Could you change "pixel coordinates" to "pixel positions" everywhere in the material below and return it with nothing else altered?

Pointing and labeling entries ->
********************
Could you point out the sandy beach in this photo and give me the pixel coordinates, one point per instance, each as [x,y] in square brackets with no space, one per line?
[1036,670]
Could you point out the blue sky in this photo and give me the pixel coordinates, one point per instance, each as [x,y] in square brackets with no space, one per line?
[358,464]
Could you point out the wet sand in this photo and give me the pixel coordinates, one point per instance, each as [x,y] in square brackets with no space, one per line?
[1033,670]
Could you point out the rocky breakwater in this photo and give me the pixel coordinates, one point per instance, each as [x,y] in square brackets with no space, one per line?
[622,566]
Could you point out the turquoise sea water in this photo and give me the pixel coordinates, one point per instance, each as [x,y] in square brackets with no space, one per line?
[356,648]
********************
Full solution ->
Could you point out the sandy beach in this photo and give me the pixel positions, one point per instance, each as [x,y] in square brackets with no space, one per line?
[1036,670]
Could you point out the blue sky in this photo and give me the pixel positions, one point per instance, each as [x,y] in square brackets with no space, one per line?
[358,464]
Could you point out the wet sand in this photo and give me the pixel positions, one point per instance, each as [x,y] in square brackets with no space, one per line?
[1033,670]
Could you point out the rocky breakwater in this photo and give me the pixel positions, one point per instance, each as [x,y] in square brackets with no space, one per line?
[622,566]
Could you point out the turquoise sea water in this photo and give me the pixel positions, one point per instance, each as [x,y] in square brackets with no space, one per line?
[356,648]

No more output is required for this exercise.